──────── Text ────────
R v Laa

Case

[2010] QCA 155

22 June 2010


SUPREME COURT OF QUEENSLAND

CITATION:

R v LAA [2010] QCA 155

PARTIES:

R
v
LAA

(appellant)

FILE NO/S:

CA No 313 of 2009
DC No 3737 of 2009

DIVISION:

Court of Appeal

PROCEEDING:

Appeal against Conviction

ORIGINATING COURT:

District Court at Townsville

DELIVERED ON:

22 June 2010

DELIVERED AT:

Brisbane

HEARING DATE:

26 May 2010

JUDGES:

Holmes JA and Cullinane and McMeekin JJ
Separate reasons for judgment of each member of the Court, each concurring as to the order made

ORDER:

Appeal dismissed

CATCHWORDS:

CRIMINAL LAW – APPEAL AND NEW TRIAL – PARTICULAR GROUNDS OF APPEAL – INCONSISTENT VERDICTS – where appellant found guilty of four counts (counts 1, 3, 4 and 6) of indecent treatment of a child under 16 with the aggravating circumstances that the child was under 12 and his lineal descendant – where appellant argued that the guilty verdicts were unreasonable because they were inconsistent with acquittals entered on counts 2, 5, 8 and 9 – where appellant argued that counts 2 and 5 were so inextricably linked with the counts of which the appellant was found guilty that the jury’s differing verdicts could not be rationally explained – where counts 2 and 5 were not the subject of preliminary complaint – where inconsistencies existed between the complainant’s accounts of the events comprising counts 8 and 9 – whether jury’s verdicts inconsistent

Kilby v The Queen (1973) 129 CLR 460; [1973] HCA 30, cited
MacKenzie v The Queen
(1996) 190 CLR 348; [1996] HCA 35, considered
MFA v The Queen (2002) 213 CLR 606; [2002] HCA 53, considered
R v ACK [2000] NSWCCA 180, cited
R v Asplin [1999] WASCA 148, cited
R v JJT, unreported, New South Wales Court of Criminal Appeal, No 60475 of 1996, 3 December 1997, cited
R v Markuleski (2001) 52 NSWLR 82; [2001] NSWCCA 290, considered
Williams v The Queen [2000] TASSC 182, cited

COUNSEL:

F Richards for the appellant
M Cowen for the respondent

SOLICITORS:

Legal Aid Queensland for the appellant
Director of Public Prosecutions (Queensland) for the respondent

  1. HOLMES JA:  The appellant was convicted after a trial of four counts of indecent treatment of a child under 16, with the aggravating circumstances that the child was under 12 years and was his lineal descendant.  He was acquitted of a further six counts of indecent treatment and one count of rape of the same child.  He appeals against his conviction on the ground that the guilty verdicts were unreasonable because they were inconsistent with the acquittals on the other counts.

The complainant’s accounts of the offences

  1. The complainant, B, is the appellant’s son.  B’s mother separated from the appellant when the boy was about five years old, but B spent weekends and some of the school holidays with his father, sometimes, but not always, in the company of his younger brother.  He was aged between six and ten years when, according to his statement to police, the offences took place, over four separate occasions.
────────
Problems to solve>
a. Please quote the judgment from the part that opens with the words containing "1. HOLMES JA:  The" through the part that closes with "the other counts.".
b. According to the judgment, on what basis does the appellant claim the guilty verdicts were unreasonable?
Rely only on the judgment for your answers.
──────── Data supplied ────────
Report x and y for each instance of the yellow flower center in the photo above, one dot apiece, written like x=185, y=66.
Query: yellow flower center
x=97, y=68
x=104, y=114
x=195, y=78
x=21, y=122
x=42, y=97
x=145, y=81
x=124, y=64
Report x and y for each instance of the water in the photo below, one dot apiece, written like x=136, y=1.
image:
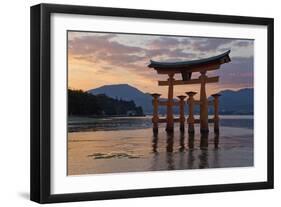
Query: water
x=76, y=124
x=115, y=145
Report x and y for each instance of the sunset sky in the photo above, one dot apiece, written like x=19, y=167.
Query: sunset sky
x=97, y=59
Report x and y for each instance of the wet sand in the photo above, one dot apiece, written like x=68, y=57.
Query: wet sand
x=138, y=150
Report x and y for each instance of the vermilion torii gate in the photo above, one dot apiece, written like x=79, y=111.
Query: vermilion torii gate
x=186, y=68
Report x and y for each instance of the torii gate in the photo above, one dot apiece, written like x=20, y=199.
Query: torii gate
x=186, y=68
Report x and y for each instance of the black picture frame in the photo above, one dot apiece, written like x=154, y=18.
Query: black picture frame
x=40, y=102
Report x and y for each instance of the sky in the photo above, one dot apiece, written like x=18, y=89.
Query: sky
x=97, y=59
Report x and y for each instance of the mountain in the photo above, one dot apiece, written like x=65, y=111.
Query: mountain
x=127, y=93
x=231, y=102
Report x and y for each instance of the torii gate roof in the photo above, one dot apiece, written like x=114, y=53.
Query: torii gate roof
x=192, y=64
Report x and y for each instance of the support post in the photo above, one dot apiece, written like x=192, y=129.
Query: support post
x=216, y=112
x=155, y=118
x=190, y=119
x=170, y=116
x=204, y=127
x=181, y=110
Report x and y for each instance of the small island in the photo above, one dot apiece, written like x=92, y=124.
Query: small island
x=82, y=103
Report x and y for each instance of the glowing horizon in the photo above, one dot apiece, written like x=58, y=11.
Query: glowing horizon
x=98, y=59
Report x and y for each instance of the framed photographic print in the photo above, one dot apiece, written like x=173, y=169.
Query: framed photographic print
x=133, y=103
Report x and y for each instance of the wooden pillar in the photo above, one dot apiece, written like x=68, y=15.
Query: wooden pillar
x=204, y=128
x=216, y=112
x=170, y=102
x=155, y=117
x=181, y=110
x=190, y=119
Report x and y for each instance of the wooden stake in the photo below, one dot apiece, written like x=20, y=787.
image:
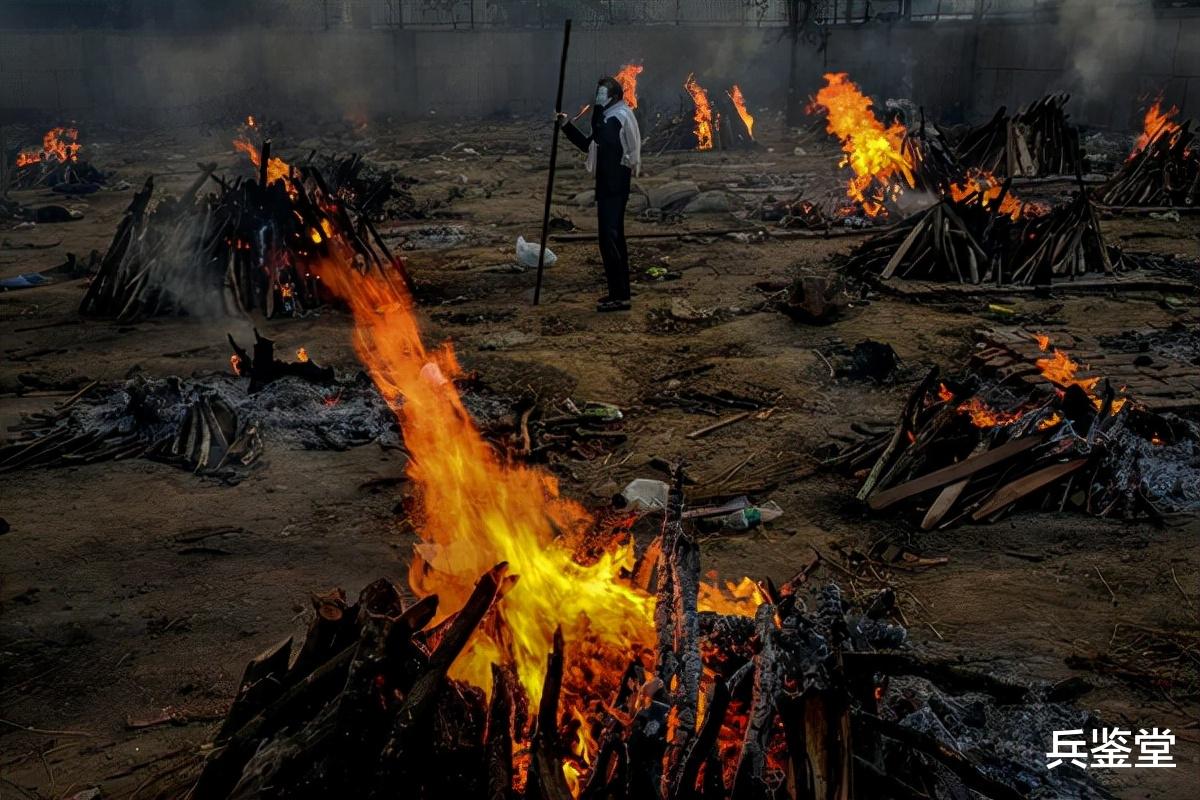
────────
Results for each task>
a.
1. HOLMES JA:  The appellant was convicted after a trial of four counts of indecent treatment of a child under 16, with the aggravating circumstances that the child was under 12 years and was his lineal descendant.  He was acquitted of a further six counts of indecent treatment and one count of rape of the same child.  He appeals against his conviction on the ground that the guilty verdicts were unreasonable because they were inconsistent with the acquittals on the other counts.

b. He claims they were unreasonable because they were inconsistent with his acquittals on counts 2, 5, 8 and 9. He also argued that counts 2 and 5 were so inextricably linked with the counts on which he was found guilty that the jury's differing verdicts could not be rationally explained.